(Stored dataset items)

↓

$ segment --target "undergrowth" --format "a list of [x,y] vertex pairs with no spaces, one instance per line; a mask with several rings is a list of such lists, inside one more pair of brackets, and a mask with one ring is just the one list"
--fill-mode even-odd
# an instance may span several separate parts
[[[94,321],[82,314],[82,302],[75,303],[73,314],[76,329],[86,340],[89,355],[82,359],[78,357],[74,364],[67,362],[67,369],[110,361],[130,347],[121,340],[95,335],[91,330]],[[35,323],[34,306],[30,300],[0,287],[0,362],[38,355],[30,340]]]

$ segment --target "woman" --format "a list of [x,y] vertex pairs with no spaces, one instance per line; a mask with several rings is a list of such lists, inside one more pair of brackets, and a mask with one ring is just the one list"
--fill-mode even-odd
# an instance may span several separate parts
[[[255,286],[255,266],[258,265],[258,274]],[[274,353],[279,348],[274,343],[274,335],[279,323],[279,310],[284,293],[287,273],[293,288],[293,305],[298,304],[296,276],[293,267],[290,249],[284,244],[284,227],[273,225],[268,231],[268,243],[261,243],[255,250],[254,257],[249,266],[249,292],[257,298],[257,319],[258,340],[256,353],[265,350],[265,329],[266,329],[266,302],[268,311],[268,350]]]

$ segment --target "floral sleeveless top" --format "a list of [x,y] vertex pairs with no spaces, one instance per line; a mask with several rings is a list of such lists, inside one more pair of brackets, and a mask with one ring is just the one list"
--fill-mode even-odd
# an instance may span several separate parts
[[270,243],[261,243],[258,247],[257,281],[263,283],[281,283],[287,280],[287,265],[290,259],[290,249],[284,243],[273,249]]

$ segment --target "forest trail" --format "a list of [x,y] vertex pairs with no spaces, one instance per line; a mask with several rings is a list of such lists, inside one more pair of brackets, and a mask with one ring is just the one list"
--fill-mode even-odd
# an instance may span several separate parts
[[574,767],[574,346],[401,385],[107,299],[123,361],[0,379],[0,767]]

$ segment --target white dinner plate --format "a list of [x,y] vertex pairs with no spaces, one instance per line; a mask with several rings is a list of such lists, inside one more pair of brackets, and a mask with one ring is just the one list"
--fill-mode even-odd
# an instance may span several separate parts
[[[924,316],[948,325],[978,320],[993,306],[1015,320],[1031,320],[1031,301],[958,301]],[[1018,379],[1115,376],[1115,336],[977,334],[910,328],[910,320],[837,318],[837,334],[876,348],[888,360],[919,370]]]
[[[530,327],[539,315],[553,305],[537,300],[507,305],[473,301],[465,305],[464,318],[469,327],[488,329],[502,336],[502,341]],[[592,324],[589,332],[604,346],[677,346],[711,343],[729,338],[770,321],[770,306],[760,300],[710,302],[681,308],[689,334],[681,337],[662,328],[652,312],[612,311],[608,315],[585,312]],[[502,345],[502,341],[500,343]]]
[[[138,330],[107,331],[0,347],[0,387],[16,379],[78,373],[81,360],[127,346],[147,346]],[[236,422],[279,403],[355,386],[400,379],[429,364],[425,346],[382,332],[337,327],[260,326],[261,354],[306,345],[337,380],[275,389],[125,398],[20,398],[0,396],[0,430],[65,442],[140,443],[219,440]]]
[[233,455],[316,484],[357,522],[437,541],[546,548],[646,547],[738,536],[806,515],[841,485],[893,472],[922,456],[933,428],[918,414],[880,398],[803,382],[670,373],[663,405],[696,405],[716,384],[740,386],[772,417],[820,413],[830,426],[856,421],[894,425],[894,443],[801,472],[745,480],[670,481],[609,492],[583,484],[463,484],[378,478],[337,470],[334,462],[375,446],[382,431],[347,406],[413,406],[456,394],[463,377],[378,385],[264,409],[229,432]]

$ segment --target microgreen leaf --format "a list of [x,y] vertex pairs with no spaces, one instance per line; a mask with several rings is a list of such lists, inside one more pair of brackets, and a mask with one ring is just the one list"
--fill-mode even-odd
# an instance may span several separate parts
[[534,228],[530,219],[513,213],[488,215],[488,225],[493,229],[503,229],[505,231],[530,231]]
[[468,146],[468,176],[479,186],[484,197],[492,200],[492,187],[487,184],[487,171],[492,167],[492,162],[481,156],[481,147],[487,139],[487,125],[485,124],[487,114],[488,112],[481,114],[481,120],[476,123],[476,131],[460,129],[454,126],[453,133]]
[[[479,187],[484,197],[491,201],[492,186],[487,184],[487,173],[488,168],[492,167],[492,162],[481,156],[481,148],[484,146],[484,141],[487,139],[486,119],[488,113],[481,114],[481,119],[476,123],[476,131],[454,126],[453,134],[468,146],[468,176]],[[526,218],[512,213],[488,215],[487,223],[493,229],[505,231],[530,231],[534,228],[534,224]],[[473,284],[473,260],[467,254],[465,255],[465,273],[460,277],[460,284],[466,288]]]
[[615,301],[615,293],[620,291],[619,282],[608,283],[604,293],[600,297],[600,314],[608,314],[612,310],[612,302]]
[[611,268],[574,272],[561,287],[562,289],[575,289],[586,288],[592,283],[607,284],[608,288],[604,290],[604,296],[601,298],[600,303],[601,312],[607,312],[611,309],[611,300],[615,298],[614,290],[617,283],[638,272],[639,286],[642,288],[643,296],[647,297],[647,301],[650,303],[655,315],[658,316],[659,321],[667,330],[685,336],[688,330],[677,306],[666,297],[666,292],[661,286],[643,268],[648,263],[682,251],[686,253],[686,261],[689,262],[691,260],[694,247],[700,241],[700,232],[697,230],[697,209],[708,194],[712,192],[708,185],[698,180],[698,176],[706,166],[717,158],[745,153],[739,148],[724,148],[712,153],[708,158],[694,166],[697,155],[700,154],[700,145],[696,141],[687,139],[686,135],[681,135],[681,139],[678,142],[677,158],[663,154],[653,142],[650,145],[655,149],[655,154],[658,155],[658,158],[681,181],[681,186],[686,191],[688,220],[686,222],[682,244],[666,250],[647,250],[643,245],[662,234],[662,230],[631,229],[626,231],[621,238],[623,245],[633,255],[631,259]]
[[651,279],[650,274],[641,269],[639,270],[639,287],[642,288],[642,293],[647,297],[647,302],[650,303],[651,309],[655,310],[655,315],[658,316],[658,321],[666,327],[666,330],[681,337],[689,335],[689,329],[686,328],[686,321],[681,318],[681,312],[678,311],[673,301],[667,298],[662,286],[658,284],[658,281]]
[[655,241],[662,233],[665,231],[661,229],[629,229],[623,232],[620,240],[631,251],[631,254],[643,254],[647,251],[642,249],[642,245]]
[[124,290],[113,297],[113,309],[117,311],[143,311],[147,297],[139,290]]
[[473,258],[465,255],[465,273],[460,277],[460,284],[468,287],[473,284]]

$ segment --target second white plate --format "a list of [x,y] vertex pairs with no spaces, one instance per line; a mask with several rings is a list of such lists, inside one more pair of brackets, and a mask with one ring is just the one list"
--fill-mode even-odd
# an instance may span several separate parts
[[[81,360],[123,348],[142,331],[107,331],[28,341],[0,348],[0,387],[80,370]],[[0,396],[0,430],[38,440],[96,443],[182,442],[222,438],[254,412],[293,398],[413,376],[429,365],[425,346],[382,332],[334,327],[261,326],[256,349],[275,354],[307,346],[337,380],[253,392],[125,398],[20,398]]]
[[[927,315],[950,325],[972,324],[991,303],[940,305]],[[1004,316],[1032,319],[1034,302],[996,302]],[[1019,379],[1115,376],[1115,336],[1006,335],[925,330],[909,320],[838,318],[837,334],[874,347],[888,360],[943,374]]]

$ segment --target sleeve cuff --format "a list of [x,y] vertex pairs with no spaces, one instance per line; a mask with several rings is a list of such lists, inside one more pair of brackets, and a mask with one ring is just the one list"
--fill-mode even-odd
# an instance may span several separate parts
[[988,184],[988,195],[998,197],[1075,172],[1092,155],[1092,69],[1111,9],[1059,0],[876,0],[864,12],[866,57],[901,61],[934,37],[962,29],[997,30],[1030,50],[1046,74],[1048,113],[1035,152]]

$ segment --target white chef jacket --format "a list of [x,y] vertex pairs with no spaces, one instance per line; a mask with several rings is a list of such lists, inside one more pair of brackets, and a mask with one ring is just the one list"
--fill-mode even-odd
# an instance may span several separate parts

↑

• **STATED GOAL**
Copy the records from the line containing "--target white chef" through the end of the records, substituting "nonzero" for "even-odd" and changing nothing else.

• **OUTPUT FOR THIS TASK**
$ segment --target white chef jacket --format "a list of [x,y] vertex pairs with no spaces, one instance per line; a mask with several rings is a list of such lists, inside one more pair of brackets, and a mask with one ring is just the one list"
--fill-mode nonzero
# an instance may span several separate parts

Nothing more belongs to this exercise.